■ **TASK PROMPT**
Your task is to repeat the entries underneath exactly, minus the pictures.

┌─ DATA ENTRIES

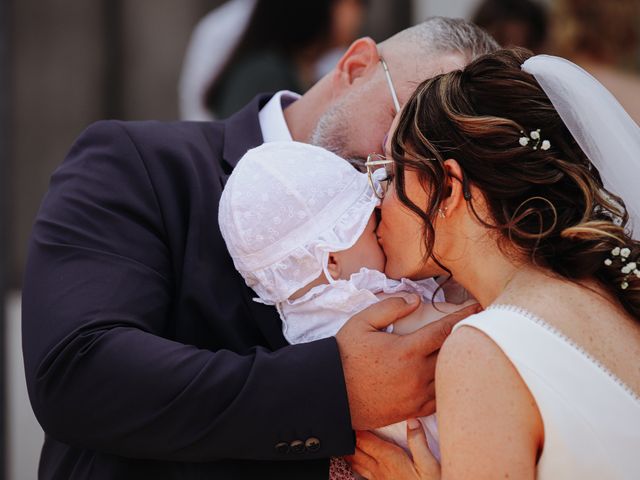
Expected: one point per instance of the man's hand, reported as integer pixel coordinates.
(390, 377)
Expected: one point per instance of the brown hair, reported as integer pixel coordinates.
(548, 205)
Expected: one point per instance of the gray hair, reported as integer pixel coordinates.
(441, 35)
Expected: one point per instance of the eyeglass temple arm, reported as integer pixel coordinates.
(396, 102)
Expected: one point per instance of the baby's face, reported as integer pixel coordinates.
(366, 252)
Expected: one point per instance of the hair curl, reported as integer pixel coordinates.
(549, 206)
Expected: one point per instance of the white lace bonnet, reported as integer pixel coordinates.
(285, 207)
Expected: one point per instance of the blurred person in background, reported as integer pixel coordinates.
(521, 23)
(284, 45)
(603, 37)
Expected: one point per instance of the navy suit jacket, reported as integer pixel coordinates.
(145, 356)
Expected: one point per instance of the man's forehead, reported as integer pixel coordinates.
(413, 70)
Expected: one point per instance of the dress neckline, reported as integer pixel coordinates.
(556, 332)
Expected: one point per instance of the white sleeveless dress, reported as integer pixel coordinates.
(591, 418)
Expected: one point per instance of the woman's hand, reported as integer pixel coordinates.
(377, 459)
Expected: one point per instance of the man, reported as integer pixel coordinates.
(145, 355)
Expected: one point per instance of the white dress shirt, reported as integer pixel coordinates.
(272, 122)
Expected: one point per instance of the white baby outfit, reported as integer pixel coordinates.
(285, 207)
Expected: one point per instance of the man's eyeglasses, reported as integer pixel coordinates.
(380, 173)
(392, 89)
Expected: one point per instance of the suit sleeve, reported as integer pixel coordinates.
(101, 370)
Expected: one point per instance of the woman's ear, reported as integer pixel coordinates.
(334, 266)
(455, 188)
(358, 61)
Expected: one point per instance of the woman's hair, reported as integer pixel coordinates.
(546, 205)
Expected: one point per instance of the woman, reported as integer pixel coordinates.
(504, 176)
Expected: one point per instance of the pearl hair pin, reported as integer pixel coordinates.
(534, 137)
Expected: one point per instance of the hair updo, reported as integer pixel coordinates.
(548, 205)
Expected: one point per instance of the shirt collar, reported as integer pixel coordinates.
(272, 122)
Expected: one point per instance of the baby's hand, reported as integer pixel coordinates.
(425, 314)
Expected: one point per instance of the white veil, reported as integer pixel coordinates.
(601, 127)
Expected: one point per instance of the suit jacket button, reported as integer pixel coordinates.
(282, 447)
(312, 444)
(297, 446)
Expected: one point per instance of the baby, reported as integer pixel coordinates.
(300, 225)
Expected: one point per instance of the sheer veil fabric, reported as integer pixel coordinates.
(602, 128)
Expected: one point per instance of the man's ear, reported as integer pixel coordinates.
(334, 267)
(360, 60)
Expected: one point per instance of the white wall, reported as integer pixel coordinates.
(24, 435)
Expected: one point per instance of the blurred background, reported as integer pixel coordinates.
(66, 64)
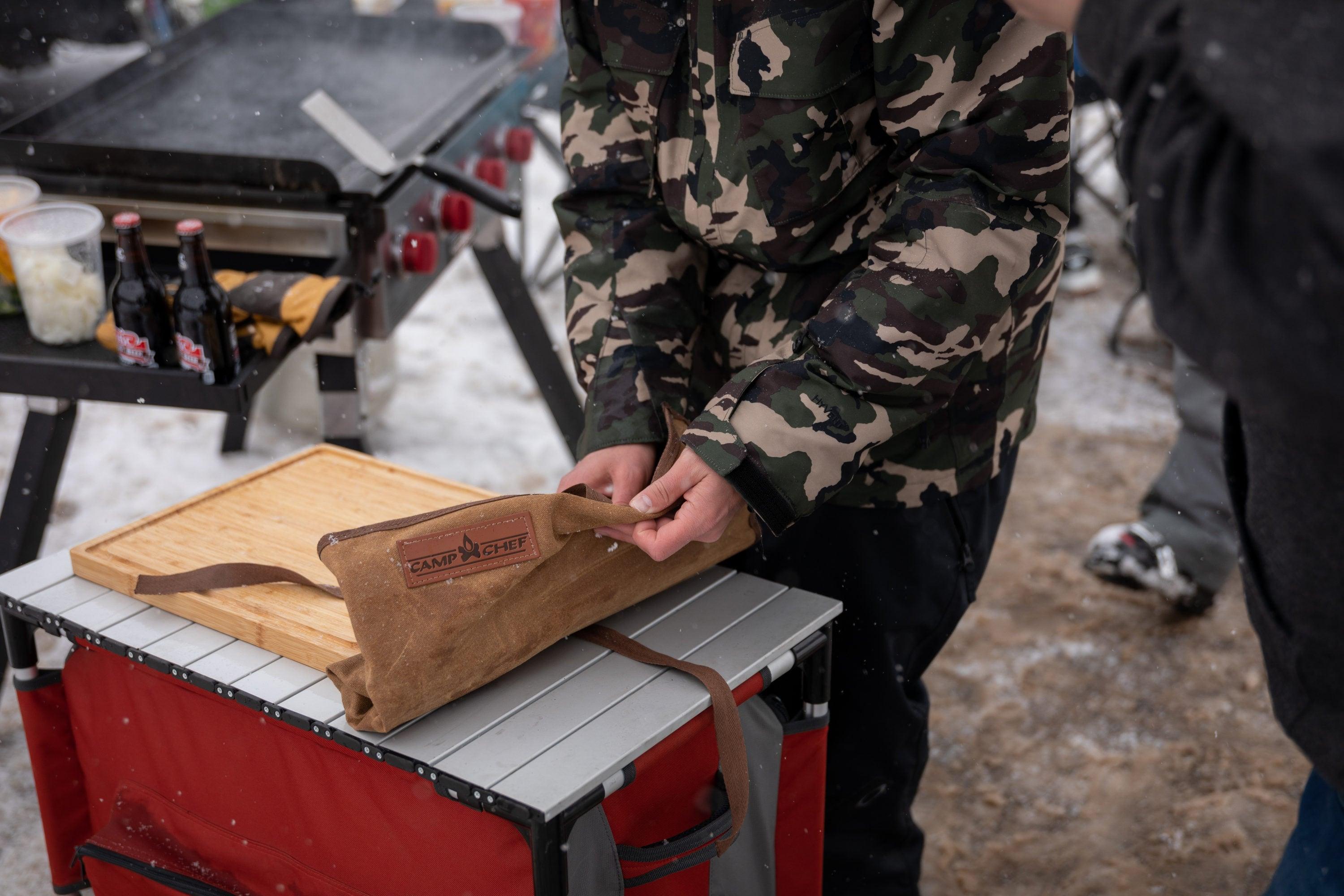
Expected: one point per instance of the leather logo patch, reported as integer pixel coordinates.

└─

■ **SOLVED PROBLEM**
Expected: one point per instance of the man's hand, reported as integer pixel coordinates.
(390, 377)
Expected: one point per instance of the brown hair, reported as integer pixel coordinates.
(548, 205)
Expected: one point per instance of the gray hair, reported as integer pixel coordinates.
(441, 35)
Expected: one point per instance of the eyeglass temple arm, reported as integer pixel coordinates.
(396, 102)
Expected: one point per instance of the baby's face, reported as integer pixel coordinates.
(366, 252)
Expected: one point per instance of the hair curl, reported as integer pixel coordinates.
(549, 206)
Expected: one point per instance of the white lace bonnet, reported as integer pixel coordinates.
(285, 207)
Expected: one point per instance of the blurred person in background, reported as integer pixel coordinates.
(521, 23)
(284, 45)
(603, 37)
Expected: one point per instance of the navy suit jacket, reported as integer pixel coordinates.
(145, 356)
Expected: one point per instance of the man's forehead, reported as integer pixel coordinates.
(413, 70)
Expected: one point per instance of the dress neckline, reported as integer pixel coordinates.
(556, 332)
Expected: one point per instance of the white sleeveless dress, reported as integer pixel coordinates.
(591, 418)
Expected: one point per instance of the woman's hand, reported as integer pixel coordinates.
(377, 459)
Expected: one point per instance of the man, reported as integer pixel coordinates.
(145, 355)
Expected: one point per instance of the white dress shirt, reported as integer pixel coordinates.
(272, 122)
Expected: one point per instance of the white baby outfit, reported as integer pixel coordinates.
(285, 207)
Expected: one point per instance of the man's eyeglasses, reported as integer pixel coordinates.
(380, 173)
(392, 89)
Expected: one point per instance of the suit sleeve, reported as integer pixel coordinates.
(101, 370)
Expected: one point per instance of the woman's ear, reported as integer pixel coordinates.
(334, 266)
(455, 188)
(358, 61)
Expected: one point per instance of the woman's hair, reported as integer pixel coordinates.
(546, 205)
Expected: one point per instance of the woman, reported as integer pixel coordinates.
(504, 176)
Expected: one point per instance of the pearl hair pin, reported as integer pixel coordinates.
(534, 137)
Expected: one point per instance of the hair updo, reported as integer pixel coordinates.
(548, 205)
Expected: one point per instance of the shirt collar, reported as integer pixel coordinates.
(272, 122)
Expected: one point per instance of the baby's hand, reported as integer pixel coordinates.
(425, 314)
Expected: one point per instance of the white veil, reported as integer pixel coordinates.
(601, 127)
Expected: one point per instance of the suit jacket button, reported as integer pixel coordinates.
(282, 447)
(312, 444)
(297, 446)
Expected: one point per instance of the baby, reported as integer pixel coordinates.
(300, 225)
Expected: one point per instance of the sheer veil fabric, reported as integer pixel coordinates.
(602, 128)
Expected: one point per instance of the man's ear, reported as integer pixel coordinates.
(334, 267)
(360, 60)
Expected: one point per instance of the white wall, reported as integer pixel coordinates.
(24, 435)
Expected: one point per instance of the blurred background, reported as integer pixel coordinates.
(66, 64)
Expected: one point per instance of the leather logo patch, reported as integer pixel coordinates.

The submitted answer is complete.